- Dataset records -
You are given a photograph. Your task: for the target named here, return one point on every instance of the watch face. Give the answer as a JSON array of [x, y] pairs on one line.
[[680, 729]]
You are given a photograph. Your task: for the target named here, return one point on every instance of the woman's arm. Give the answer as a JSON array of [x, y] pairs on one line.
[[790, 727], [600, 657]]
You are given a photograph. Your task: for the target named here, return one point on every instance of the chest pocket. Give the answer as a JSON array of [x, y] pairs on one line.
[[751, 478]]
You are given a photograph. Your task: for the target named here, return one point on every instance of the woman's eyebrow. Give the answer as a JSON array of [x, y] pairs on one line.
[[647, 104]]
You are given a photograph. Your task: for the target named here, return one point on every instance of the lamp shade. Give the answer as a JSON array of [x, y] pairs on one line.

- Stated goal -
Can you write out all the rows above again, replacing "every instance" with "each occurrence" and leaving everything else as it is?

- Full output -
You are given a photograph. Your task: for the target named here, return one point on each occurrence of the watch face. Give the answer as a JSON array of [x, y] pairs on one line.
[[680, 729]]
You are given a photograph. Your task: for the target named here, return one point on each occurrence of the woman's arm. Give the answer as a JSON array of [x, y] pairs on one line.
[[790, 727], [600, 657]]
You are given a photograph. Your task: for the target named here, return one point on each occurrence of the chest pocket. Give the answer as a JSON array of [x, y] pairs on one line.
[[751, 478]]
You are given a photograph. Your task: for the target named here, return one point on each occurrence of the woman's eyebrow. Give the answer as a JSON array of [x, y] pairs on one line.
[[647, 104]]
You are given a photograph. Your task: for the target named here, return one point on each occurrence of the lamp shade. Give the answer as a JSON array of [x, y] pairs on one line.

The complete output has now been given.